* TEXT SECTION *
Faith, Hope and Carnage by Nick Cave and Séan O’Hagan

I’ve been a fan of Nick Cave’s music for decades, since he was putting albums out with his band The Bad Seeds. But it wasn’t until he and his composing partner Warren Ellis started working on scores for movies that I came to appreciate the remarkable range of his music talent, from punk to piano ballads to orchestral scores to the complex, ethereal, atmospheric music he and Warren are putting out now, including their latest album, Carnage.

In 2019, I went to a Nick Cave solo show that was billed as “Conversations with Nick Cave: An evening of talk and music.” I had no idea what to expect. It was one of the most memorable concert experiences ever — Nick in conversation with the audience, an open Q&A about topics ranging from his music to his religious views to grief, death, drug abuse, the life of a touring musician and more. He spoke about the death of his 14-year-old son, Arthur, who fell from a cliff in 2015. He gave advice to young musicians and writers looking for a path forward. He interspersed the talk with songs, some by request from the audience, including a very sweet request from a father there with his young son, who listens to Cave’s “The Ship Song” every night before bed. The show was transcendent.
Cave stopped doing interviews with the press years ago, but in 2018 he started an online experiment called “The Red Hand Files,” where he invites fans to ask him anything. He spends a lot of his time writing long, thoughtful replies there.
These experiments — the Conversations tour and The Red Hand Files — are Cave communing with his fans in a way that most musicians, most celebrities, are reticent to do. It’s raw, honest, unscripted, messy.
Faith, God and Carnage is a continuation of this experiment. Over the past few years, journalist Séan O’Hagan held a series of interviews with Cave, ranging through all the topics that Cave has been open to discussing on the other forums.

* DATASET ENTRIES *
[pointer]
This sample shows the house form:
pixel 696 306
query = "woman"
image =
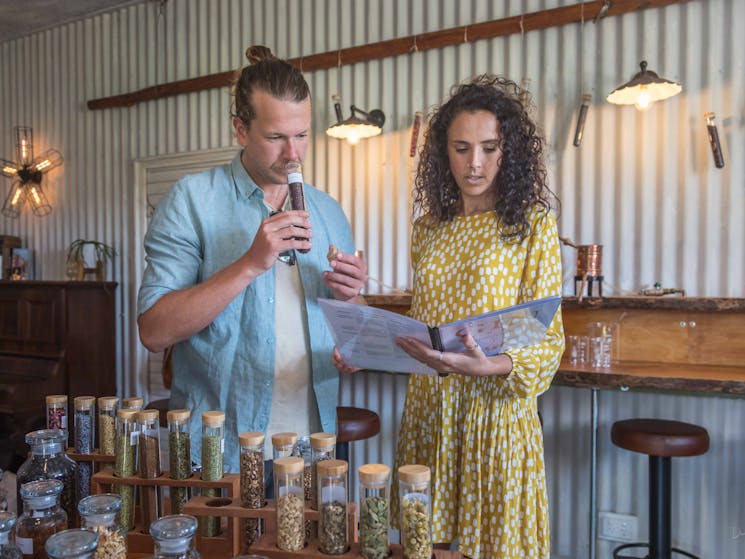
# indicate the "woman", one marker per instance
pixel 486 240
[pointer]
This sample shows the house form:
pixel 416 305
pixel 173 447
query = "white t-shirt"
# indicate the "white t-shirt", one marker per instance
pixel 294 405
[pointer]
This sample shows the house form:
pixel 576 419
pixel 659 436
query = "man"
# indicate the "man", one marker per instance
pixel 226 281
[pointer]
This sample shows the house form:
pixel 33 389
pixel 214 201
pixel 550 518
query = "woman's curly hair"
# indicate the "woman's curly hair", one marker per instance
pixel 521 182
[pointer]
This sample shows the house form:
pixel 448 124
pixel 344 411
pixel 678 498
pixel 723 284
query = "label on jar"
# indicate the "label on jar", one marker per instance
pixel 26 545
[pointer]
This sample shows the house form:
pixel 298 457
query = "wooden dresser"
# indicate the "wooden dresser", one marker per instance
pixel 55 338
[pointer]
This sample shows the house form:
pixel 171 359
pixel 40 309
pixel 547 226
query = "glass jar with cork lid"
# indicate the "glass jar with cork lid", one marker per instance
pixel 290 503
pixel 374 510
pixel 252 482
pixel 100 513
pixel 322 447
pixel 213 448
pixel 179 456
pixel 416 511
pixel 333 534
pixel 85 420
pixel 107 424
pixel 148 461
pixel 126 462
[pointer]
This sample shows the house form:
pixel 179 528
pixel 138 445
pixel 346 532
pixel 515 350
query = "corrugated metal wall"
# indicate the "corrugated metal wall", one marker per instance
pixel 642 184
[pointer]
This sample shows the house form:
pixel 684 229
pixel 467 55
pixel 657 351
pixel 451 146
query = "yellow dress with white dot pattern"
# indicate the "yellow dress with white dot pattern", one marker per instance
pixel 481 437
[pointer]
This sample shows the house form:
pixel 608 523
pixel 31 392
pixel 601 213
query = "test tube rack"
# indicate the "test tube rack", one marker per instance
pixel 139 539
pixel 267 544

--

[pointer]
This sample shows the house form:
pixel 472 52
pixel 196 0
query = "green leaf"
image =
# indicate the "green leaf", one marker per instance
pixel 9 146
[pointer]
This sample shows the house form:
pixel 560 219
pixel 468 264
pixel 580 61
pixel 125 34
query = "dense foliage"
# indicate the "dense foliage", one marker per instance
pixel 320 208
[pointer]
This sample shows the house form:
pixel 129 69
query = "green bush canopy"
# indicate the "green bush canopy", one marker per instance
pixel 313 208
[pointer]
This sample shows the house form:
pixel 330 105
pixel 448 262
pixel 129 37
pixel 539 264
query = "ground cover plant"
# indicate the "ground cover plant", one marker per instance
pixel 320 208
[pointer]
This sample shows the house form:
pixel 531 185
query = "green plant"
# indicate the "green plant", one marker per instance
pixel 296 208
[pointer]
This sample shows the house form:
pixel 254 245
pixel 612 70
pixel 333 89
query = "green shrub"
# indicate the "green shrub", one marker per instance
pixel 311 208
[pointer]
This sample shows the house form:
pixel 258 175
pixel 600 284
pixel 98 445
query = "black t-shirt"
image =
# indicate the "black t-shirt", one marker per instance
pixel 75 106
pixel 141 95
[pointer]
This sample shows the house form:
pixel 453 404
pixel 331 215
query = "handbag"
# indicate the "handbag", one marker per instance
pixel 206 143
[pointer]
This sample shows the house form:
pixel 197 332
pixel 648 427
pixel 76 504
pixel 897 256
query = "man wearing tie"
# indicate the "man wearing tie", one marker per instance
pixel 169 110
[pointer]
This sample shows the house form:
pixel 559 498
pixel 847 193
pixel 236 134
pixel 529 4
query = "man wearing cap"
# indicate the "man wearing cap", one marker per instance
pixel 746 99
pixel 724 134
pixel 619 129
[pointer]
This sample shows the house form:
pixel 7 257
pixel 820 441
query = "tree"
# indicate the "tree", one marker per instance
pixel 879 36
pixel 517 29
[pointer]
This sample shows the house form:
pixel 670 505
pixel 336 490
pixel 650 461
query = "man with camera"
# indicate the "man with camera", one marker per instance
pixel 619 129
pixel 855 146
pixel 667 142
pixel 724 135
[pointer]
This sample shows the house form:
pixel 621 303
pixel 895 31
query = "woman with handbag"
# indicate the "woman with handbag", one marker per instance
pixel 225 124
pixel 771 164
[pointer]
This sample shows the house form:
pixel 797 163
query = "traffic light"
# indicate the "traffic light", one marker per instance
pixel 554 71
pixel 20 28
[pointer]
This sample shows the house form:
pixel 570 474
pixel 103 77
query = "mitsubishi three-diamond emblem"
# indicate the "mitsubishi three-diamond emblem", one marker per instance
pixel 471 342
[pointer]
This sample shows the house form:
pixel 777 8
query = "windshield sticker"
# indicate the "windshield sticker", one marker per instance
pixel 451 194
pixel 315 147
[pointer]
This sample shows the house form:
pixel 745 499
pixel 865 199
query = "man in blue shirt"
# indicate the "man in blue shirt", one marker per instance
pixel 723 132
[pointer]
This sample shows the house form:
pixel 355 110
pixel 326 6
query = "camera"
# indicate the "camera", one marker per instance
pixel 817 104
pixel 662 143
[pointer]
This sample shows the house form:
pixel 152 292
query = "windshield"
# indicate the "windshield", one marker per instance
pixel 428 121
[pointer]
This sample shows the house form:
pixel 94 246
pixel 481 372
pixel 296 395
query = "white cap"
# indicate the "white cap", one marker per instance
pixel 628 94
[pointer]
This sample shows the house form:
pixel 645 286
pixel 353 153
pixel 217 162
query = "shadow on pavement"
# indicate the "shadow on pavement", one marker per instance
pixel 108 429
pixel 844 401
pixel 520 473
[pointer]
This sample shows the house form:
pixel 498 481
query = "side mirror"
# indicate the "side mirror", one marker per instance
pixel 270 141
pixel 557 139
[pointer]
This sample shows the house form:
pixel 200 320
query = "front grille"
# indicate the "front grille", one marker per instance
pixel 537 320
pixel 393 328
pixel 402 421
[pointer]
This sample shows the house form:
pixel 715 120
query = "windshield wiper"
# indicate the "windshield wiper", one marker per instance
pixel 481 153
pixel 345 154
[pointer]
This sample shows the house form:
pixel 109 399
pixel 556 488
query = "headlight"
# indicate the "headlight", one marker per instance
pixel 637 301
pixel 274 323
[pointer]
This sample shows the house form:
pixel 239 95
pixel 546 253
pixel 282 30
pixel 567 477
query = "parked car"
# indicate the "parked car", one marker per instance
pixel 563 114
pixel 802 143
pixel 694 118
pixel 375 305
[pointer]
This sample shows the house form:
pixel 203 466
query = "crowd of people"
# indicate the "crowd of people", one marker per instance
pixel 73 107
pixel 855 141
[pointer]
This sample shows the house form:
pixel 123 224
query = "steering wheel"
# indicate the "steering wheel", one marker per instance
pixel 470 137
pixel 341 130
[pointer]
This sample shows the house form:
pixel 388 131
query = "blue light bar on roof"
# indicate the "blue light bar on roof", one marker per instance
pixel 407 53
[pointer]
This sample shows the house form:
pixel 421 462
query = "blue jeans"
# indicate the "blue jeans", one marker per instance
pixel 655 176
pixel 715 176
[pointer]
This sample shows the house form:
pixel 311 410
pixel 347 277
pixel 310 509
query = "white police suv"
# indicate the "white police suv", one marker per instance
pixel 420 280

* YOUR OBJECTIVE *
In the Nick Cave text, the sentence beginning "It was one of the most memorable concert experiences ever" names the topics of the open Q&A. List every topic it names.

* EXERCISE SOLUTION *
- his music
- his religious views
- grief
- death
- drug abuse
- the life of a touring musician